◆ Gesteld doel 1:
Herschrijf in het artikel over de fanfare in Esquelbecq alles van "De volgende morgen" tot en met "wat een verschillen.", met "muziekkorps" in plaats van "fanfareorkest".
◆ Gesteld doel 2:
Hoe laat werd de ik-figuur volgens het artikel over de fanfare in Esquelbecq die ochtend wakker?
#### Artikel ####
De volgende morgen werd ik om goed half zeven wakker. Naar mijn gevoel hoorde ik ergens een zacht geluid, maar kon het niet thuisbrengen. Zal wel aan mijn oren liggen. Maar even later bleek dat dat geluid de komst voorspelde van het plaatselijk fanfareorkest, dat de inwoners van Esquelbecq moest wekken voor de dag van het feest. De fanfare werd steeds duidelijker en leek me te lopen over een dichtbij gelegen straat. Het werkte wel. Ook Anneke sprong haast uit haar bed.
Muziek: geen echte muziekreis, maar wat een verschillen.
#### Gegevens ####
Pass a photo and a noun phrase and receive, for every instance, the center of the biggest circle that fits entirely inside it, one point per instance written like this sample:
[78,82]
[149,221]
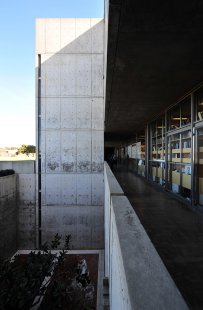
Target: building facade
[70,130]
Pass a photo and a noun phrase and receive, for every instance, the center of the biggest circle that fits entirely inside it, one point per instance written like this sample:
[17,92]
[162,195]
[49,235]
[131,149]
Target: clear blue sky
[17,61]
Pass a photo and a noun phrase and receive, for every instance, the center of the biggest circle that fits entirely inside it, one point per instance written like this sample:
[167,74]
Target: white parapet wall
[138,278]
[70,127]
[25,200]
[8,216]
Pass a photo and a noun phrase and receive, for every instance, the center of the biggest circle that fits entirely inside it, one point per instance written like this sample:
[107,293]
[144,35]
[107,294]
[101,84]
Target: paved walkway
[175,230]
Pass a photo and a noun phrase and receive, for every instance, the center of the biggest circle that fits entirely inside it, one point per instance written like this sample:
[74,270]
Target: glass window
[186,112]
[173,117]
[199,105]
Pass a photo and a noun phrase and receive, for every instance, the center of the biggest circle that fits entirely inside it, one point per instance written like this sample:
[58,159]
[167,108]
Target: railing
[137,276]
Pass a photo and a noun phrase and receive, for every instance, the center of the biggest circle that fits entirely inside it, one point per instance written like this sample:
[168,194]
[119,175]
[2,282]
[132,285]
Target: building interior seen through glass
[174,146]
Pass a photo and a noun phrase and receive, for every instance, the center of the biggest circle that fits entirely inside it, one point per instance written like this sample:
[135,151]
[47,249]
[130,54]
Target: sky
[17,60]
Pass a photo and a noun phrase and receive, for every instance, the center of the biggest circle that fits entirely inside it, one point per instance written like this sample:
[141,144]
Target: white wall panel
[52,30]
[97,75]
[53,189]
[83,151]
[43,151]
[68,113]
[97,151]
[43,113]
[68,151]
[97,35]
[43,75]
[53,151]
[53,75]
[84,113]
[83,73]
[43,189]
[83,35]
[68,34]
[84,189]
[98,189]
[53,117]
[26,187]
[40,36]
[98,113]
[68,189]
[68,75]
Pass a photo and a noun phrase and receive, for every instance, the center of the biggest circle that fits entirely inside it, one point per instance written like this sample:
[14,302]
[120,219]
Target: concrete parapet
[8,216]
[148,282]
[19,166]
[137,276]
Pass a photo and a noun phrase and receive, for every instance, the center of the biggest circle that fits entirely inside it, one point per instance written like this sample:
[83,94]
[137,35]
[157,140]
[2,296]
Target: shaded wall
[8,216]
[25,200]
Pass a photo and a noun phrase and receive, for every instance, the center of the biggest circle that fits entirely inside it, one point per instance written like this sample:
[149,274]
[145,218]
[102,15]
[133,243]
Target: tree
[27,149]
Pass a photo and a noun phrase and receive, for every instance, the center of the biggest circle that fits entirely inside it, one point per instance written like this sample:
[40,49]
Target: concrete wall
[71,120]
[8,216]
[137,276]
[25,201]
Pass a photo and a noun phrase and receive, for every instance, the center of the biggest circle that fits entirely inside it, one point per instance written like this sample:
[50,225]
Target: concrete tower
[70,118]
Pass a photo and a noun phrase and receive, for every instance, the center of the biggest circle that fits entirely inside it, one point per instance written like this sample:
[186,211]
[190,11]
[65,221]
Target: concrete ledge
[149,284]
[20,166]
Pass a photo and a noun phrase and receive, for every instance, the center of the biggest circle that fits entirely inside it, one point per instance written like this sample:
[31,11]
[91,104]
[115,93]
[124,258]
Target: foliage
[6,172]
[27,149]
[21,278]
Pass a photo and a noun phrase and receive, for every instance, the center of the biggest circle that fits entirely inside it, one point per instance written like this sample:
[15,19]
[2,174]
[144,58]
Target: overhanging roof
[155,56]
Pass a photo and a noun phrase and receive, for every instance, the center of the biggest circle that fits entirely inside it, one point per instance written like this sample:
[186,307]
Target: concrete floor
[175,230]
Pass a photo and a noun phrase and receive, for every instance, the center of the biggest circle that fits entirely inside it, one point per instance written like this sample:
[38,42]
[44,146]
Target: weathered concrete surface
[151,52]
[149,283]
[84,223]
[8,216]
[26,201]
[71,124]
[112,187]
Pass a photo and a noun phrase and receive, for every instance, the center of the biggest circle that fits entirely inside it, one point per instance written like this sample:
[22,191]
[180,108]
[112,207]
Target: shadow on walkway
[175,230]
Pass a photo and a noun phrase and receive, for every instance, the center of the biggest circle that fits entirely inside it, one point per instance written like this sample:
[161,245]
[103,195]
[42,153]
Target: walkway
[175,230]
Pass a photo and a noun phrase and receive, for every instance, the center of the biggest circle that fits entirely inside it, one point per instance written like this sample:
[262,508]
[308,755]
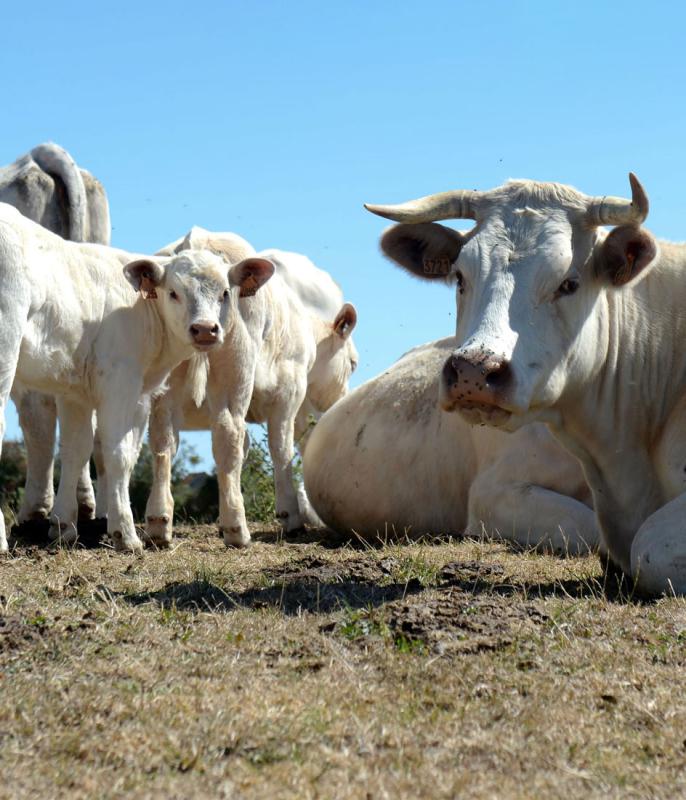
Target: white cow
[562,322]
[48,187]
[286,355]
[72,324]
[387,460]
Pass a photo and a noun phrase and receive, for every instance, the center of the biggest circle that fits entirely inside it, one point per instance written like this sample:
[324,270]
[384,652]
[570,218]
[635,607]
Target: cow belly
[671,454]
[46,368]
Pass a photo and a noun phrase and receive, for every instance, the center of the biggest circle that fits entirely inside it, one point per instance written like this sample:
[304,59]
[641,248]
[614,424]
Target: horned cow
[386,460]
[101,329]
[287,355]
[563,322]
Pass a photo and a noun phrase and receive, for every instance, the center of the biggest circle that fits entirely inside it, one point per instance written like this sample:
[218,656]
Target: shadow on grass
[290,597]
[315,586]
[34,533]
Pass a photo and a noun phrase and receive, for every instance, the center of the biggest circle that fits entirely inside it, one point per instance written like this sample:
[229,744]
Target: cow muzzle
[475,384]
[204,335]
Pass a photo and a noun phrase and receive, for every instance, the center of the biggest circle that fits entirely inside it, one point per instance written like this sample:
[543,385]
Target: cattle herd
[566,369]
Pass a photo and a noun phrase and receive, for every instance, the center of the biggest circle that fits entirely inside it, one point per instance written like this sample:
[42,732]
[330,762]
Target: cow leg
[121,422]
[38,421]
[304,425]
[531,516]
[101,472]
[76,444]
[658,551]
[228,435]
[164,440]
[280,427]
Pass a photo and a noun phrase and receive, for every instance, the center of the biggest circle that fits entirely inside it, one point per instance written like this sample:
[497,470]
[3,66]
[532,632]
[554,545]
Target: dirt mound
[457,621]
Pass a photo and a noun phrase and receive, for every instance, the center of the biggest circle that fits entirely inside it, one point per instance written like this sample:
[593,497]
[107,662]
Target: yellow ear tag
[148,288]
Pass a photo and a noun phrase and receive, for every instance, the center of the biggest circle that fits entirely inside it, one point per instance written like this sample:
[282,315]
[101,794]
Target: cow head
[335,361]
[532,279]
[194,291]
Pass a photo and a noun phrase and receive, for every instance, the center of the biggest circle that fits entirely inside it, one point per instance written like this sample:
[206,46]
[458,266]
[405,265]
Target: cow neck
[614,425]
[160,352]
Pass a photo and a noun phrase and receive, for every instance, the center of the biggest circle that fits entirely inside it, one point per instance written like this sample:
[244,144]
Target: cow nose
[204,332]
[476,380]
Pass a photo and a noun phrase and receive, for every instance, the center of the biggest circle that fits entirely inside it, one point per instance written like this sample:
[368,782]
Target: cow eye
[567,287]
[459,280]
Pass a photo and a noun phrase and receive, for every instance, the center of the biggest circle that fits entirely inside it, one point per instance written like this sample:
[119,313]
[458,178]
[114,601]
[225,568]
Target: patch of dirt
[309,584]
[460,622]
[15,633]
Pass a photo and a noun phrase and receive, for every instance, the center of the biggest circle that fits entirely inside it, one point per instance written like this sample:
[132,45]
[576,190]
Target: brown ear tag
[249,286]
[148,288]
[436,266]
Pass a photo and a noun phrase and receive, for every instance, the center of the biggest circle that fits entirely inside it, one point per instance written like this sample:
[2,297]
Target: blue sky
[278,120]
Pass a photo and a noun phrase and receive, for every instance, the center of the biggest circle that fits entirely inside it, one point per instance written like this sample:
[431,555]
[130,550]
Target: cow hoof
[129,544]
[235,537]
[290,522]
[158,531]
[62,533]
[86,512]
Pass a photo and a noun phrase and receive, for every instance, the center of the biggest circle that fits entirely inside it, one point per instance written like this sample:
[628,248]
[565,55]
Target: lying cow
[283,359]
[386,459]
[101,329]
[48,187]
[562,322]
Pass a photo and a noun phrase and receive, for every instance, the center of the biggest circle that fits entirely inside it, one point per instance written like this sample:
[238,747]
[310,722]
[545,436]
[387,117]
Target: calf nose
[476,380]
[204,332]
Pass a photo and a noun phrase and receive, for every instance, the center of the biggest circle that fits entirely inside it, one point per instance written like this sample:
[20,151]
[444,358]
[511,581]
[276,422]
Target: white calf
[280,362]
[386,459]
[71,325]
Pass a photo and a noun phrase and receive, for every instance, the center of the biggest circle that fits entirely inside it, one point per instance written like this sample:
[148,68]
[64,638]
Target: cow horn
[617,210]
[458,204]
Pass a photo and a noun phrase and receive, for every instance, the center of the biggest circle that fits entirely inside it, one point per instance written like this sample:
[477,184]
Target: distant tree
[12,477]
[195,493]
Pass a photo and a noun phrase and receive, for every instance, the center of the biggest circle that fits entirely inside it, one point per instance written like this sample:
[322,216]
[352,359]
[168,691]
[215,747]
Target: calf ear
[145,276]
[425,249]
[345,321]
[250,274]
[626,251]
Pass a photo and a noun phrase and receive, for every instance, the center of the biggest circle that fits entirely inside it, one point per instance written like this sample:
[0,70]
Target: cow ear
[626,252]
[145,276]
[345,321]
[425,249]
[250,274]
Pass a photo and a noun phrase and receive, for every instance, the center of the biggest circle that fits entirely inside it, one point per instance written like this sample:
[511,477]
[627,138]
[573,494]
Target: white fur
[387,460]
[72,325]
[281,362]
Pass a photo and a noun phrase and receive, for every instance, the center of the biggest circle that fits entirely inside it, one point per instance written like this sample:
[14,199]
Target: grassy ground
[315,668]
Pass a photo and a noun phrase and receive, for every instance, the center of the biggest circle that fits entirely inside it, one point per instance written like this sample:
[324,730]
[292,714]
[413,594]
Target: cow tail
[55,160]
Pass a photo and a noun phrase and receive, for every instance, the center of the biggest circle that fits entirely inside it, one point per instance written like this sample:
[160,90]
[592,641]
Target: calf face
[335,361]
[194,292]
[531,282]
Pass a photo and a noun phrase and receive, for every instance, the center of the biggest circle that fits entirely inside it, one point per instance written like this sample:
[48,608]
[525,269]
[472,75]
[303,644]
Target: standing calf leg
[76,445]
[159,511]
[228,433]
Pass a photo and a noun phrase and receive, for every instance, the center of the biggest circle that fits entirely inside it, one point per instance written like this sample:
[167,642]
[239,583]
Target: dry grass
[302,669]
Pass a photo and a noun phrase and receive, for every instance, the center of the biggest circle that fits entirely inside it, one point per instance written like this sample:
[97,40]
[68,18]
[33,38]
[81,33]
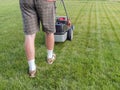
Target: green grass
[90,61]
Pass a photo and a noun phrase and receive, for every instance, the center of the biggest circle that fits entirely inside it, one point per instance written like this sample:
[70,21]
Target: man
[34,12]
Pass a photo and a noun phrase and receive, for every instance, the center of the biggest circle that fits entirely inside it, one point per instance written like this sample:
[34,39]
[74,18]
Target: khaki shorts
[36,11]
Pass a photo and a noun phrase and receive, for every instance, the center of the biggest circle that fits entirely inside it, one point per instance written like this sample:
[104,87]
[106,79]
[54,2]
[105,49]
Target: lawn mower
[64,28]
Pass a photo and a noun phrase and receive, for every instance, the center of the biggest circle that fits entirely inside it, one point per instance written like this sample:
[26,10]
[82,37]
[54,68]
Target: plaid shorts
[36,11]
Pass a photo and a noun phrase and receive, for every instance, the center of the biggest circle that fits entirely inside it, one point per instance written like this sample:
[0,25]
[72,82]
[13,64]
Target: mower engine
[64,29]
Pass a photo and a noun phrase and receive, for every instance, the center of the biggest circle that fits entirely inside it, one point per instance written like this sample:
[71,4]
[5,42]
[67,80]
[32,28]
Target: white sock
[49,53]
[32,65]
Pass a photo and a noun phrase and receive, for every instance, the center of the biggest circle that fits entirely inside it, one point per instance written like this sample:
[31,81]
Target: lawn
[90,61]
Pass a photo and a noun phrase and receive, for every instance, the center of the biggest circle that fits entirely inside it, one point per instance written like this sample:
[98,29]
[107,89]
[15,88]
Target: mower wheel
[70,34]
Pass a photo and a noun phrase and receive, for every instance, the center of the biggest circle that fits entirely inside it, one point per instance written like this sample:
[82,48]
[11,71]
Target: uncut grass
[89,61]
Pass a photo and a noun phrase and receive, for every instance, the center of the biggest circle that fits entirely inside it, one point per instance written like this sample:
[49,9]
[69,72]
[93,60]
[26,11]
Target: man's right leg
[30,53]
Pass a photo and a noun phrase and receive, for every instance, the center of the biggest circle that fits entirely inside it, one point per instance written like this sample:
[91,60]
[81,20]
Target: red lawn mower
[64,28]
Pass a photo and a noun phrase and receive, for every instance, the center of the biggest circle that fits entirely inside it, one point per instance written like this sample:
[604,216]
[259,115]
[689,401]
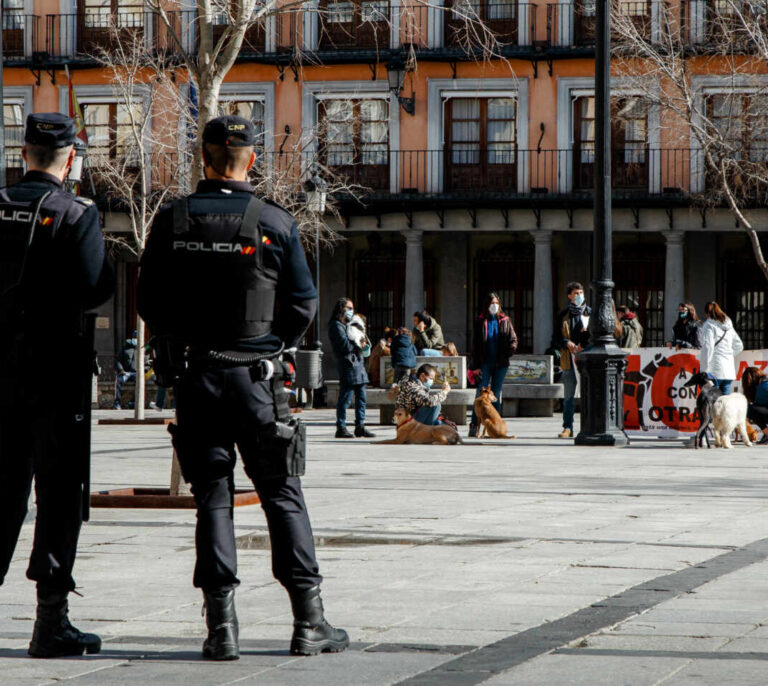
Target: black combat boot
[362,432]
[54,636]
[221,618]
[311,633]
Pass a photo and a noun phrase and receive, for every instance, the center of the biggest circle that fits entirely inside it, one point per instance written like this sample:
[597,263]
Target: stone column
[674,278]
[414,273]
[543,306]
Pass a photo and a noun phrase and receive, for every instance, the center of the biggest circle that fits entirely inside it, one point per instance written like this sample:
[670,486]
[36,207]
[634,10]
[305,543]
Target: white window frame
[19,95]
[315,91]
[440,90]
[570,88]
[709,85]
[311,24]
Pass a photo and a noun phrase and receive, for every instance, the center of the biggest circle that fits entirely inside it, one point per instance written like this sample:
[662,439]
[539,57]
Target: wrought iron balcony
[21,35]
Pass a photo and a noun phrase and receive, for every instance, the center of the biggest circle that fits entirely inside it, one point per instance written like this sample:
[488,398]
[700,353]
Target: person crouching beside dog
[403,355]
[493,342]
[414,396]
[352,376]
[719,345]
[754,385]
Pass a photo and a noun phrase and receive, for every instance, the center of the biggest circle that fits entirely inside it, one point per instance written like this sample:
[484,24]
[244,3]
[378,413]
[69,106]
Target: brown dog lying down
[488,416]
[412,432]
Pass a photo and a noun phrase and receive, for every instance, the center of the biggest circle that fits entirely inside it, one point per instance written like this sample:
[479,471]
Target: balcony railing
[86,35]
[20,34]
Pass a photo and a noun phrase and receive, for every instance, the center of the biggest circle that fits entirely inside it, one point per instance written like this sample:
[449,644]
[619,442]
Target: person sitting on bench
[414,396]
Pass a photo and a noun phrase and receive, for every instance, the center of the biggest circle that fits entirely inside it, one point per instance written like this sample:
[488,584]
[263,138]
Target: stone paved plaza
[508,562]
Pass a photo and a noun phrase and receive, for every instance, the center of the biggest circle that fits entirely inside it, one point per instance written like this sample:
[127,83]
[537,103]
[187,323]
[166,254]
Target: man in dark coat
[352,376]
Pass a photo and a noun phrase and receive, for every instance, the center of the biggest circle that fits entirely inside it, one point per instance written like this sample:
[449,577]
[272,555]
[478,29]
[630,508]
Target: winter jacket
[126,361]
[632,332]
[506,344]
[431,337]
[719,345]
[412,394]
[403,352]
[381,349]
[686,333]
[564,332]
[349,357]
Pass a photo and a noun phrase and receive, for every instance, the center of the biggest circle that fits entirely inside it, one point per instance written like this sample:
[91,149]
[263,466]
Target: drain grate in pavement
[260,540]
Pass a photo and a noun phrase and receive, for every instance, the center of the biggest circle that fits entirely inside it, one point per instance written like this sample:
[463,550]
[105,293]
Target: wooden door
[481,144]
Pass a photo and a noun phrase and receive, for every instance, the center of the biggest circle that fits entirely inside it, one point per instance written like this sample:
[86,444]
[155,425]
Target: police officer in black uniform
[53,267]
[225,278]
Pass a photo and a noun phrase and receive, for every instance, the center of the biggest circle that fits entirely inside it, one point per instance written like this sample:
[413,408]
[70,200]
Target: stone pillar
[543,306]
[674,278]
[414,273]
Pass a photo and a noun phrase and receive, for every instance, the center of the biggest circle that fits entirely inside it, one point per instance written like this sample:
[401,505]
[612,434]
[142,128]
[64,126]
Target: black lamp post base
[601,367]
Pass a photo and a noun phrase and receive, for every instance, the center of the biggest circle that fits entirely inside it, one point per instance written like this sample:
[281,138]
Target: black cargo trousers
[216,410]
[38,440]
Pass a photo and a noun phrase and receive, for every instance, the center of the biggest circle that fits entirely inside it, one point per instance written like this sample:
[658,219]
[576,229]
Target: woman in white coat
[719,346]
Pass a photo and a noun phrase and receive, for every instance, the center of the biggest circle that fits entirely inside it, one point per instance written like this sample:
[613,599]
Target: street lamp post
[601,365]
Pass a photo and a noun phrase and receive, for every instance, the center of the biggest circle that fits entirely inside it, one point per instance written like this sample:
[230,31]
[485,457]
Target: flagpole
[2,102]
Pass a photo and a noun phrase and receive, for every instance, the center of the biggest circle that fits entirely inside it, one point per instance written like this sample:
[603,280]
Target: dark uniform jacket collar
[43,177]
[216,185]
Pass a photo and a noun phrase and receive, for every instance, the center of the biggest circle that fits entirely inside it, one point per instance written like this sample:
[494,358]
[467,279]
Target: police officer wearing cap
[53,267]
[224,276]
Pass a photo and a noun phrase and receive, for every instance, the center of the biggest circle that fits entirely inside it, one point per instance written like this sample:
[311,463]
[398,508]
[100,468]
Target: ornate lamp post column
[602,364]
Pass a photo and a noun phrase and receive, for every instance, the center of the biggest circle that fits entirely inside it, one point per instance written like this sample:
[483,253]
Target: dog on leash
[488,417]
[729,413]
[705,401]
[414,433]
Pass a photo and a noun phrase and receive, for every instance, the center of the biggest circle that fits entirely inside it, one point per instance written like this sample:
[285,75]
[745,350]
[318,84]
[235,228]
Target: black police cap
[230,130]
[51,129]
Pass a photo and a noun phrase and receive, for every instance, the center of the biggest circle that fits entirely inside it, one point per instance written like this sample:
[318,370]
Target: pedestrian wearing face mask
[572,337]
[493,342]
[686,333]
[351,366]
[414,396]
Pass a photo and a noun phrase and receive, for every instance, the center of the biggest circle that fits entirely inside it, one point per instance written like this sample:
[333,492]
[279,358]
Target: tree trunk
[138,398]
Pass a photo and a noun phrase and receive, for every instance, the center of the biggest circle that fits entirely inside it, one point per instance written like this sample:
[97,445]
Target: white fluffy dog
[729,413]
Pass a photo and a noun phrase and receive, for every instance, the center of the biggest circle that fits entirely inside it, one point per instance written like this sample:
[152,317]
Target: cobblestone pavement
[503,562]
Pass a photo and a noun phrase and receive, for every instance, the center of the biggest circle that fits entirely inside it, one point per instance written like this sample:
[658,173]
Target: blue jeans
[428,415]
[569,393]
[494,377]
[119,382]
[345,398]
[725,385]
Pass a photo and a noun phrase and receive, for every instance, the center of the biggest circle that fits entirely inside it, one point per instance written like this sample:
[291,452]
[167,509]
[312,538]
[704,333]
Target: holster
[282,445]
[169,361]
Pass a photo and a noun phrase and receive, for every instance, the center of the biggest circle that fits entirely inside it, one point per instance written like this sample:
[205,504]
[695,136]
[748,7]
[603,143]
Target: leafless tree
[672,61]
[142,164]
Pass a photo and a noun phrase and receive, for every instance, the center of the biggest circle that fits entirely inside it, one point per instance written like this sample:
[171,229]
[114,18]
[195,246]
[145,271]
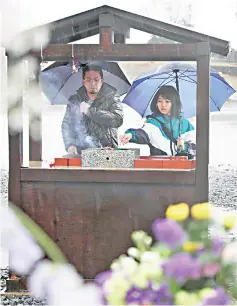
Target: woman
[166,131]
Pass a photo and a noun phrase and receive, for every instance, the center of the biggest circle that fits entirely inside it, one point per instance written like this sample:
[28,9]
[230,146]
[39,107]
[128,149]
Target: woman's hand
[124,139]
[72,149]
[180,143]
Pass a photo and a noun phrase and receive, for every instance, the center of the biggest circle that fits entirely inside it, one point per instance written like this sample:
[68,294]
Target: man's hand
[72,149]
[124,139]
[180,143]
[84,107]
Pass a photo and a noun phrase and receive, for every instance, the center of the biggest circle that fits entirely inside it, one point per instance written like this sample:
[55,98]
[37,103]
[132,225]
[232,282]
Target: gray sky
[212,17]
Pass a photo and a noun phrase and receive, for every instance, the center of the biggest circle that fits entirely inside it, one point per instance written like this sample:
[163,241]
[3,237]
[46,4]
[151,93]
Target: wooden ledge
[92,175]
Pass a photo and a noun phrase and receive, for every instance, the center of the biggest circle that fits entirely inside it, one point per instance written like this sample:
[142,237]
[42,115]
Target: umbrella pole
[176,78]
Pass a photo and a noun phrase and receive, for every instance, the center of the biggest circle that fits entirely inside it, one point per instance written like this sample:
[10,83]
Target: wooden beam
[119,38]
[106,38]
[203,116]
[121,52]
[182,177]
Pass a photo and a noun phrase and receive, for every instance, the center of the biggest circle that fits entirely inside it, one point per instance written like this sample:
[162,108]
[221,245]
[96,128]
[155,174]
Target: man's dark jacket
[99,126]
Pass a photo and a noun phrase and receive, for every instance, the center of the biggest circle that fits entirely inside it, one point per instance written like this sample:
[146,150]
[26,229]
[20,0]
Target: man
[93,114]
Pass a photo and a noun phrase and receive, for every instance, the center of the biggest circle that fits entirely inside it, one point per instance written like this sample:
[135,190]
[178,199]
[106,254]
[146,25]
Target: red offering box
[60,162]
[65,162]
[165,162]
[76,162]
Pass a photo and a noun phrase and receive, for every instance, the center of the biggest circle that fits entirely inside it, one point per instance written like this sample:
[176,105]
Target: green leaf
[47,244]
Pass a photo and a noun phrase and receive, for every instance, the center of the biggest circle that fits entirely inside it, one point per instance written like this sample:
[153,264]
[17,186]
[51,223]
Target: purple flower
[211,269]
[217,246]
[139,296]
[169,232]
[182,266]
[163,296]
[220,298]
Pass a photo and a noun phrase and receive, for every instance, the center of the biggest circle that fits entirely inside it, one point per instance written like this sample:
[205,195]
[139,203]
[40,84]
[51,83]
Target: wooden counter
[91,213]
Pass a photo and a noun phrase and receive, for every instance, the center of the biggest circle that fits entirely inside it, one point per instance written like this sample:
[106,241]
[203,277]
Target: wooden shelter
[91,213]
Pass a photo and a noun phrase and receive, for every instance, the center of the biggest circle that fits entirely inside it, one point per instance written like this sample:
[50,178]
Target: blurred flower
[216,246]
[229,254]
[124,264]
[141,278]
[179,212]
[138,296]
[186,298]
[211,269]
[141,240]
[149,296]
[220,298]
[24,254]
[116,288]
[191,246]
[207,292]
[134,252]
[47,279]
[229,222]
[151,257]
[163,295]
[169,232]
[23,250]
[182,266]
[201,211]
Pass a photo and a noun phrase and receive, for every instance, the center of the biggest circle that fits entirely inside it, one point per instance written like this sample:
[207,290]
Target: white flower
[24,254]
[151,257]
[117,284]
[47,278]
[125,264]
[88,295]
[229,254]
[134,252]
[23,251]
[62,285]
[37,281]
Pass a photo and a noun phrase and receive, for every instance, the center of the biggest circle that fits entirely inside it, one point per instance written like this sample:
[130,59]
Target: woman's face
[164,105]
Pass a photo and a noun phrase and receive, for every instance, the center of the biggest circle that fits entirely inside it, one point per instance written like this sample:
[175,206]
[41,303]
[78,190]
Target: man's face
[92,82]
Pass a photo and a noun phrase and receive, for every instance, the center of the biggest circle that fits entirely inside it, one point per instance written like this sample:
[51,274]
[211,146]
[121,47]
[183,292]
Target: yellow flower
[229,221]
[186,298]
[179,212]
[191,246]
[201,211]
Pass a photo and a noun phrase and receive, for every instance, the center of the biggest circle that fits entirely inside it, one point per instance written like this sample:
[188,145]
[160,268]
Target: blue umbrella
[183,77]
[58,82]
####
◆ Volledig antwoord 1:
De volgende morgen werd ik om goed half zeven wakker. Naar mijn gevoel hoorde ik ergens een zacht geluid, maar kon het niet thuisbrengen. Zal wel aan mijn oren liggen. Maar even later bleek dat dat geluid de komst voorspelde van het plaatselijk muziekkorps, dat de inwoners van Esquelbecq moest wekken voor de dag van het feest. De fanfare werd steeds duidelijker en leek me te lopen over een dichtbij gelegen straat. Het werkte wel. Ook Anneke sprong haast uit haar bed.
Muziek: geen echte muziekreis, maar wat een verschillen.

◆ Volledig antwoord 2:
Om goed half zeven.